━━━━━ RECORD EXTRACTS
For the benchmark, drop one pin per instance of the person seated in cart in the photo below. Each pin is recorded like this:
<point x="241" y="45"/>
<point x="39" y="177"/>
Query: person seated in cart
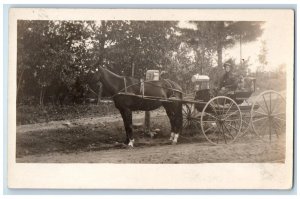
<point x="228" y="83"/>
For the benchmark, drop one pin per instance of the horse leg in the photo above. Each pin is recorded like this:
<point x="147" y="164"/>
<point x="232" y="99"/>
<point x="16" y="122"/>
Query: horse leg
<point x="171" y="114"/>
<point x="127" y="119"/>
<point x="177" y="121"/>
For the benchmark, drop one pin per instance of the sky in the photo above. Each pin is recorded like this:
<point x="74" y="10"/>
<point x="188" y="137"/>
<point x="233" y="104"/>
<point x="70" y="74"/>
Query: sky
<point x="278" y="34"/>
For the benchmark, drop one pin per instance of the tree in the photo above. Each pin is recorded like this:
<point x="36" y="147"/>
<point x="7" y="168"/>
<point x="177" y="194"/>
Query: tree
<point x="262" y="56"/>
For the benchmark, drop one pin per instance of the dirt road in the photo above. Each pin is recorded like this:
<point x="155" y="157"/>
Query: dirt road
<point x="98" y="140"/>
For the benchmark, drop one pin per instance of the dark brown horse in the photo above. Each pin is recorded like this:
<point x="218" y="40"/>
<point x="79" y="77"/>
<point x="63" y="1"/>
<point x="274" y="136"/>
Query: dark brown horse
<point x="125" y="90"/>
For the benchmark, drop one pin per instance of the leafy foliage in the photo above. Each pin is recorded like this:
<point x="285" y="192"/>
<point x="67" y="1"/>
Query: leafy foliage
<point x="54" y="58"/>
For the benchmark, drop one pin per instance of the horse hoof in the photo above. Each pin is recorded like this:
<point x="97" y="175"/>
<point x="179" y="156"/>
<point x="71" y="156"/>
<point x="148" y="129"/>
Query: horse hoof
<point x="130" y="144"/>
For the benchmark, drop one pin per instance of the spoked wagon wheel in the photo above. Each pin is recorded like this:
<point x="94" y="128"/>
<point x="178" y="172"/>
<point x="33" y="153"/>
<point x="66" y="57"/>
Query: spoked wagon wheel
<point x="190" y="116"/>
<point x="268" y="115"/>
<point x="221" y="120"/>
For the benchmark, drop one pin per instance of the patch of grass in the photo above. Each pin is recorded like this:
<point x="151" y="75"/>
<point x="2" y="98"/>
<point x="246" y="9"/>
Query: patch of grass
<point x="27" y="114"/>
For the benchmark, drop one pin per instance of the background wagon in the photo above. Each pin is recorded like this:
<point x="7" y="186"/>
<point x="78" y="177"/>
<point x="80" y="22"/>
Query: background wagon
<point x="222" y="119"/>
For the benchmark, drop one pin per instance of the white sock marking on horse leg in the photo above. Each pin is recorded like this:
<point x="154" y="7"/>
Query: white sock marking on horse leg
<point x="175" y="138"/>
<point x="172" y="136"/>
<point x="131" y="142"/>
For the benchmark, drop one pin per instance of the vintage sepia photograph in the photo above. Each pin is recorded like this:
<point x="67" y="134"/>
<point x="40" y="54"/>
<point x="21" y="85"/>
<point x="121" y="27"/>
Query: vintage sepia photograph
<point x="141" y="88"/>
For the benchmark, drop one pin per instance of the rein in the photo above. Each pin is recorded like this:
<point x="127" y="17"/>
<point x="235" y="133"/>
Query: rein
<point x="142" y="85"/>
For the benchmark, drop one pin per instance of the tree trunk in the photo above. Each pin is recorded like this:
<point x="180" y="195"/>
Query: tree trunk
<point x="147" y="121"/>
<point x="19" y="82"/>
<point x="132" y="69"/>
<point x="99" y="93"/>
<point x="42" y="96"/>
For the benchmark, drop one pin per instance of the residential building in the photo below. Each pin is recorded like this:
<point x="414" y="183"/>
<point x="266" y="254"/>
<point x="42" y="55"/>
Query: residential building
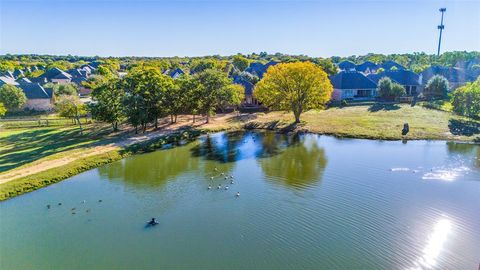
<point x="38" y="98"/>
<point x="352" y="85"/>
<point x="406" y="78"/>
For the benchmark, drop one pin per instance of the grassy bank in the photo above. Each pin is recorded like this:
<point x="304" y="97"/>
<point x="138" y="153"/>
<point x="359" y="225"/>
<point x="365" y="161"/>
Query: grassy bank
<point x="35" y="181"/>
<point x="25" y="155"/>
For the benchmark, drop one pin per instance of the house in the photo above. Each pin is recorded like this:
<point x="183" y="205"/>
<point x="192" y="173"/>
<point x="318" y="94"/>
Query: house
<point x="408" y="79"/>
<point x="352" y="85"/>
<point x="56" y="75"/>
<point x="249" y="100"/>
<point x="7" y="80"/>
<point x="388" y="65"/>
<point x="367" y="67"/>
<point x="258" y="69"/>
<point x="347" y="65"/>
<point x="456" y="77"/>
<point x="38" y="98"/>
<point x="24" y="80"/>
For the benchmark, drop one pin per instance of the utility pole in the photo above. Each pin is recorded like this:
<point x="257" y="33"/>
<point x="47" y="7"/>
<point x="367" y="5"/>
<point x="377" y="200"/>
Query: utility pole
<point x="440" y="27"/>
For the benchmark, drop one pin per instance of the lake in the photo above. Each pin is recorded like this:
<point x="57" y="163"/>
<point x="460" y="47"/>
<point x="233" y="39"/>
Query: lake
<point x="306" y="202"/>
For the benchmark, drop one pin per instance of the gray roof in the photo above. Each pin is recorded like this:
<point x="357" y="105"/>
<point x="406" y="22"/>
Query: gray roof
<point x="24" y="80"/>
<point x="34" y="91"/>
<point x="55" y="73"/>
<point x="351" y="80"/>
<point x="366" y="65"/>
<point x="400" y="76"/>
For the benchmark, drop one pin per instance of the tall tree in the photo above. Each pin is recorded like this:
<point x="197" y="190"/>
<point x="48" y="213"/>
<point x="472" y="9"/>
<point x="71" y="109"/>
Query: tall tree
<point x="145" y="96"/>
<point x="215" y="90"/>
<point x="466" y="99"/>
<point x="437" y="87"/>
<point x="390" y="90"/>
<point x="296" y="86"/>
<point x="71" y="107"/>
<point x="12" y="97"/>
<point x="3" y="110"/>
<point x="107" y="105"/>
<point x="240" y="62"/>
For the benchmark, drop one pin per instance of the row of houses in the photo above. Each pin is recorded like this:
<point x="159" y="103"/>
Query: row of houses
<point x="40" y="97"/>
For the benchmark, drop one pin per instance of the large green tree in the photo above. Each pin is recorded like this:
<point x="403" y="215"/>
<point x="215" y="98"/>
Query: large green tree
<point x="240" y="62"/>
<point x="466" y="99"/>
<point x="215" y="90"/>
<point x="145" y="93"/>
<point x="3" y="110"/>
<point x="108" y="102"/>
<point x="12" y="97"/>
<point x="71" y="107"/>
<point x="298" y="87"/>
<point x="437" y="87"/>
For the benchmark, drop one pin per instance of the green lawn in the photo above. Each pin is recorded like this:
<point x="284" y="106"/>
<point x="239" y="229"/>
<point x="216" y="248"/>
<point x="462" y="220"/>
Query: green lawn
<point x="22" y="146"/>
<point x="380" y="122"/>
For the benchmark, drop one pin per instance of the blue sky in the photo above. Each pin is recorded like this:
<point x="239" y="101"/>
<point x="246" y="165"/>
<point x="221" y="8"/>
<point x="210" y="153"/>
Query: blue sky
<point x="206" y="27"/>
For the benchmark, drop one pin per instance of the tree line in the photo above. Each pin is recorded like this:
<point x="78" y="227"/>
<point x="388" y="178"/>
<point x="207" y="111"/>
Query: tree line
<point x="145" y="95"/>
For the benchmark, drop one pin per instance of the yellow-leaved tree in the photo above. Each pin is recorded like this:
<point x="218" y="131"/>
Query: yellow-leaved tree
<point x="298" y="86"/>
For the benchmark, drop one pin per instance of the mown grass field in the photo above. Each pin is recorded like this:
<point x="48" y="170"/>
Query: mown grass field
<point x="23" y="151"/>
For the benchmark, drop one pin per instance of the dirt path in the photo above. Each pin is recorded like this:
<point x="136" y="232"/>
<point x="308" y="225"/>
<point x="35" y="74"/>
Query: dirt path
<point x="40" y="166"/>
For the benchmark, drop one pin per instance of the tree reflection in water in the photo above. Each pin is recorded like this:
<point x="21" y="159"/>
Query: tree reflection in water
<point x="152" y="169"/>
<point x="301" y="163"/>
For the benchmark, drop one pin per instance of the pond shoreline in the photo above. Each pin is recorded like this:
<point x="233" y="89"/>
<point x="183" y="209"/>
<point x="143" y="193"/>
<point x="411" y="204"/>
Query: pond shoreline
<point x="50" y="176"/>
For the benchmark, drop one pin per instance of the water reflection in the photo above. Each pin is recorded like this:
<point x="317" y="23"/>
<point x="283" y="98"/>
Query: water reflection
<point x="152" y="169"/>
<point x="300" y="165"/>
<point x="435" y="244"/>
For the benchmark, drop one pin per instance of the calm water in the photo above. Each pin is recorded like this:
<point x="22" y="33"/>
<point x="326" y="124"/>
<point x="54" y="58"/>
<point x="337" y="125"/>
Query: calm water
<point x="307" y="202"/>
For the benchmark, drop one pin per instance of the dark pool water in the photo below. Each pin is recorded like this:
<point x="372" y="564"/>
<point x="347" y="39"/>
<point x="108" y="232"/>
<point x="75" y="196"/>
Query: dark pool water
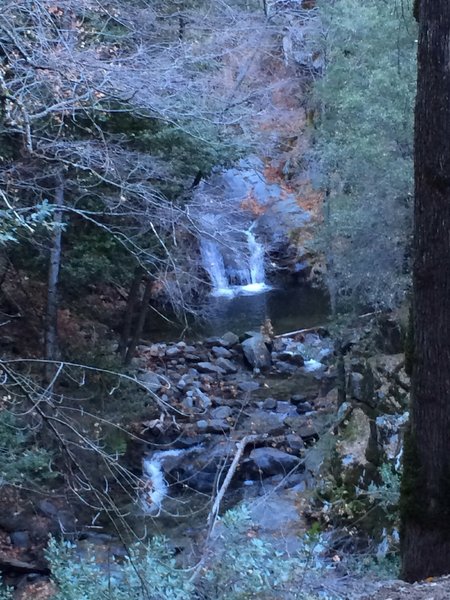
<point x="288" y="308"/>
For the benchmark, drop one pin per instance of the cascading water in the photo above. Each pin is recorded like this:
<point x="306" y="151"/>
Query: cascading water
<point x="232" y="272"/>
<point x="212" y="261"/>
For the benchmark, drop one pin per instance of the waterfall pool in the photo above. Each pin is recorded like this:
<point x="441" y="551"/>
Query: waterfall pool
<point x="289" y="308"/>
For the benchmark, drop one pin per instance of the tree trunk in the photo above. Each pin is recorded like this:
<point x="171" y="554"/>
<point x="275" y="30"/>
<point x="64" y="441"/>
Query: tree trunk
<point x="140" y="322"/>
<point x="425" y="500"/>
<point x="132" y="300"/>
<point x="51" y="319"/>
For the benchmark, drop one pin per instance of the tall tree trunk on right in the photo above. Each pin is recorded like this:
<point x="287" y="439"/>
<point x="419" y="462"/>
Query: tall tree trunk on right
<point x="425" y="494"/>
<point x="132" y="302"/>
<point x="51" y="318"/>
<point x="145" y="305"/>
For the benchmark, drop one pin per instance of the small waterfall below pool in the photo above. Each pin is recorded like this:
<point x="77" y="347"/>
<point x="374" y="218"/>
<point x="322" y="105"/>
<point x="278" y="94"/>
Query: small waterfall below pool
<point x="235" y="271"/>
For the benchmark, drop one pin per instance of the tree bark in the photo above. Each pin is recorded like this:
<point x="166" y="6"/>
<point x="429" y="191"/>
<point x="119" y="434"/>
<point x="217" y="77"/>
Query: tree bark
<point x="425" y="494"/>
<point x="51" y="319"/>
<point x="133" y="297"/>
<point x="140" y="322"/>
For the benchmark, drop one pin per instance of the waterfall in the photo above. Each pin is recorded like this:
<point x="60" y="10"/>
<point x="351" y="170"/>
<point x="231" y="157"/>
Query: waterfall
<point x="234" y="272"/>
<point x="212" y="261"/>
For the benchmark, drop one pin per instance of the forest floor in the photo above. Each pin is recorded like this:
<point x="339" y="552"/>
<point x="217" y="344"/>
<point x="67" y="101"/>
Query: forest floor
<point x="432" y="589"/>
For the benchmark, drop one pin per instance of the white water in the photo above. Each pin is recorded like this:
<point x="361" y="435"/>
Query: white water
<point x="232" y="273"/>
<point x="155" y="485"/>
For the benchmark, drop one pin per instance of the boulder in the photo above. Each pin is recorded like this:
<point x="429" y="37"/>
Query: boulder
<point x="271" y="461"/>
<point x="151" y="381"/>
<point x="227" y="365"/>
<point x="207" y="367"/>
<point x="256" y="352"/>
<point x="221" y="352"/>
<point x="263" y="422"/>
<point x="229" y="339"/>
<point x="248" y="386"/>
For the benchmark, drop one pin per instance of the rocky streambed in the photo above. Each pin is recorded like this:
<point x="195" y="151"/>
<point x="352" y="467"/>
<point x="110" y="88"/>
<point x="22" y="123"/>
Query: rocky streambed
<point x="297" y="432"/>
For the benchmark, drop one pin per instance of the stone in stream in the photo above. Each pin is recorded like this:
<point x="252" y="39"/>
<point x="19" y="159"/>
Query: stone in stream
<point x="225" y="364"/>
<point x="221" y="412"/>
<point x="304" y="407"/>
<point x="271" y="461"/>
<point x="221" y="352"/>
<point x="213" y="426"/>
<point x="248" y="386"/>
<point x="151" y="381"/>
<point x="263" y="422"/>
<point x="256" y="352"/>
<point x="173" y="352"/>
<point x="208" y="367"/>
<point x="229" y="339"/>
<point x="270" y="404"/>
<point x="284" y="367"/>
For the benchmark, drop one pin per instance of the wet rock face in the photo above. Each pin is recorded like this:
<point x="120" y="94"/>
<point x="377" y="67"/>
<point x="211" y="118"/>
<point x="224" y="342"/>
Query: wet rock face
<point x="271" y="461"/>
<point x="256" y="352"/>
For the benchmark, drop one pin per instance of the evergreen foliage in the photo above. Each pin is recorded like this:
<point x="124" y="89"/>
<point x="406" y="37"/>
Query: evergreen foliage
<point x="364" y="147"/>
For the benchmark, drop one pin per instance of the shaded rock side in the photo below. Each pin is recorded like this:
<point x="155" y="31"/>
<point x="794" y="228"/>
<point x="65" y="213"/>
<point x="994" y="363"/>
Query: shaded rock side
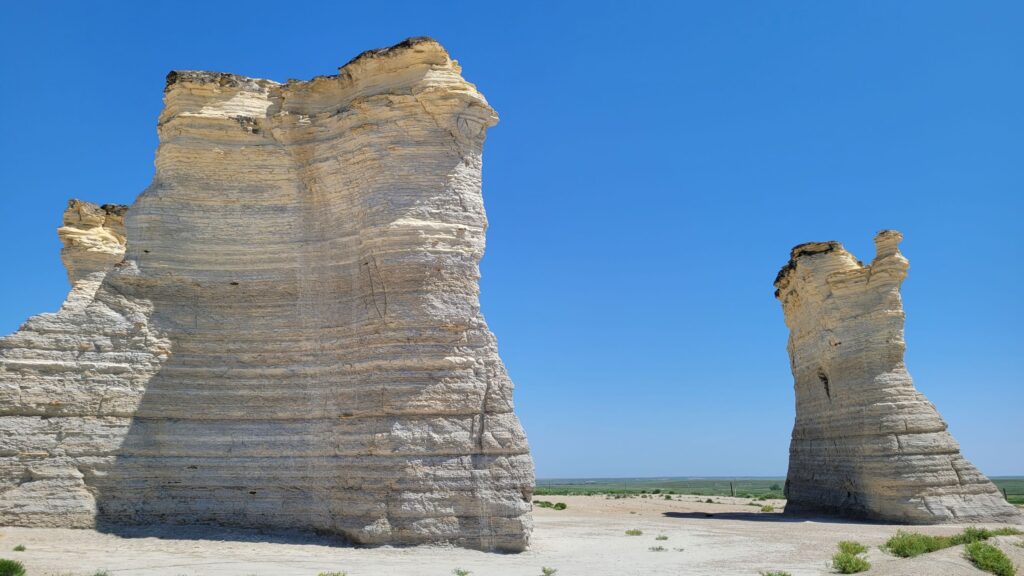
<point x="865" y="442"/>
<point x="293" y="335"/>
━━━━━━━━━━
**WHAT IS NEEDED**
Your output should consist solely of the lines from the line containing "For the benchmark, drop one pin per instance of the wet" through the last line of the entries, verbatim, minus any pictures.

**THE RESULT**
For the benchmark, drop one pin per instance of the wet rock face in the photo above. Each pin is recorded like this:
<point x="120" y="94"/>
<point x="377" y="67"/>
<point x="211" y="118"/>
<point x="224" y="342"/>
Query: wet rock face
<point x="271" y="461"/>
<point x="256" y="352"/>
For the benchmark, drop one pin per instance of the evergreen foliage in the photo above. Each pin is recorded like this:
<point x="124" y="89"/>
<point x="406" y="37"/>
Query: evergreen foliage
<point x="364" y="147"/>
For the benchmark, drop one pin per instance of the shaded rock side in the photo below. Each pin is recorded like this:
<point x="155" y="31"/>
<point x="794" y="228"/>
<point x="65" y="213"/>
<point x="994" y="363"/>
Query: shaded rock side
<point x="865" y="442"/>
<point x="293" y="335"/>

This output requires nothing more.